---------- Input material

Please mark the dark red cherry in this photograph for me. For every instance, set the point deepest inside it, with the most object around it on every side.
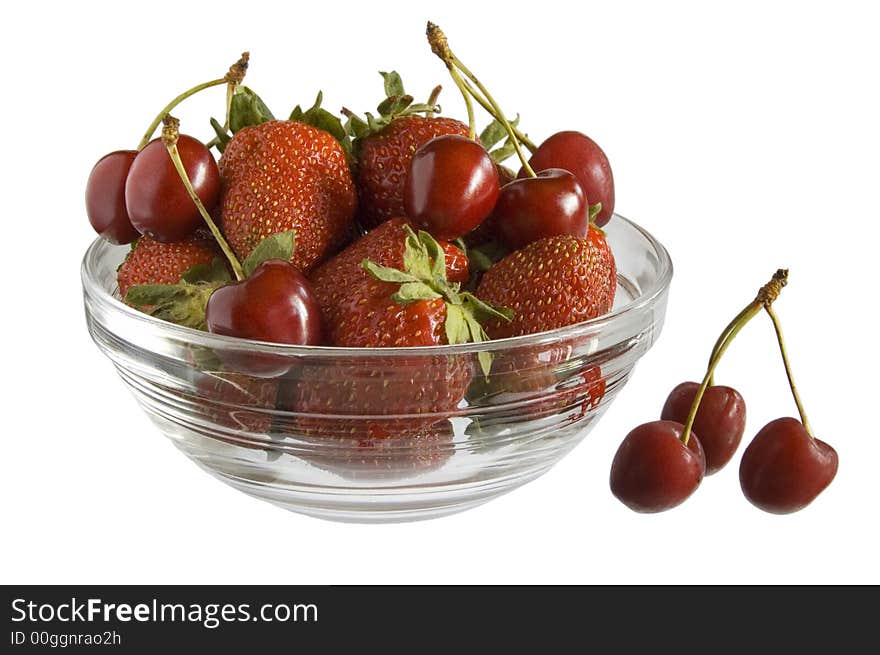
(580, 155)
(533, 208)
(451, 186)
(105, 197)
(157, 200)
(784, 468)
(720, 420)
(275, 303)
(653, 470)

--------------------

* _The request_: Rewrite every line of the data above, requests included, but multiply each coordinate in the answers by 1.8 and round to whole numbers, with halves rounding up. Leave the pictures out.

* _Worked solution_:
Please mark the dark red cherry in this photograph for me. For every instance, set the point deepest inside it, with the most object around it on every side.
(1044, 279)
(959, 374)
(812, 335)
(189, 355)
(283, 360)
(1411, 842)
(1296, 756)
(495, 545)
(1175, 846)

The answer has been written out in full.